TASK DETAILS: Turn the rows below into a numbered list, leaving out any blank lines.

SUPPLIED ENTRIES:

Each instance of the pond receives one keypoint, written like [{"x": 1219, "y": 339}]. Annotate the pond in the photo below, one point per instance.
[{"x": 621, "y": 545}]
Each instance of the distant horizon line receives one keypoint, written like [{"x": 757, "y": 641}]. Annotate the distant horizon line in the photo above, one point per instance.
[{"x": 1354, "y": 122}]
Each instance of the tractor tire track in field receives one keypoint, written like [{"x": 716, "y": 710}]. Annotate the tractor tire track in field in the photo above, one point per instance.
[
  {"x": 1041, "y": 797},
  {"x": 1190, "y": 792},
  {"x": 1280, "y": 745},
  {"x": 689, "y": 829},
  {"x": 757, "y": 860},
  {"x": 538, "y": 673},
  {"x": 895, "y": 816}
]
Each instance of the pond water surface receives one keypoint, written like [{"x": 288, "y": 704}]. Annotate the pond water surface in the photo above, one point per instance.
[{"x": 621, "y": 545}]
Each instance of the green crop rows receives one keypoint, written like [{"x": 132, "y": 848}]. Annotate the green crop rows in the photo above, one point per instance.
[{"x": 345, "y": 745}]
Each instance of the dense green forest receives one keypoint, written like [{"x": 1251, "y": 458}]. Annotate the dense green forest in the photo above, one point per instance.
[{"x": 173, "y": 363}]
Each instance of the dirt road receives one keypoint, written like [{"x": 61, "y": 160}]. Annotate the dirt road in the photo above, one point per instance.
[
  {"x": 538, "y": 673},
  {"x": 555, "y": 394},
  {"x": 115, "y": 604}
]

EXERCISE RESPONSE:
1. Each instance of the pond receives one keypoint, written like [{"x": 1219, "y": 339}]. Annotate the pond in the photo below, one point per instance.
2. [{"x": 621, "y": 545}]
3. Each instance of the distant horizon line receives one keypoint, written like [{"x": 757, "y": 641}]. Annotate the distant horizon line in the photo above, one point per instance.
4. [{"x": 1354, "y": 122}]
5. Each instance of the tractor tire track in field receives one keypoint, written like [{"x": 716, "y": 710}]. Annotate the tractor tire track in field in the photo above, one point per instance.
6. [
7.   {"x": 1041, "y": 797},
8.   {"x": 1190, "y": 792},
9.   {"x": 1280, "y": 745},
10.   {"x": 689, "y": 829},
11.   {"x": 757, "y": 860},
12.   {"x": 538, "y": 673},
13.   {"x": 895, "y": 816}
14. ]
15. Each instance of the pond water surface receives one keypoint, written like [{"x": 288, "y": 704}]. Annotate the pond water surface in the photo above, one point per instance.
16. [{"x": 621, "y": 545}]
17. Each instance of the green crop rows receives one keypoint, written like [{"x": 132, "y": 848}]. Annotate the green crop rows in the photo above, one point per instance.
18. [{"x": 345, "y": 745}]
19. Each instance of the dense green forest receives one keypoint, written like [{"x": 1251, "y": 458}]. Annotate the dense green forest in the photo above, one point per instance.
20. [{"x": 173, "y": 363}]
21. Each instance of the dirt road receives one keypoint, written like [{"x": 61, "y": 160}]. Annotate the dirt road in the photo above, one point per instance.
22. [
23.   {"x": 538, "y": 673},
24.   {"x": 555, "y": 394},
25.   {"x": 115, "y": 604}
26. ]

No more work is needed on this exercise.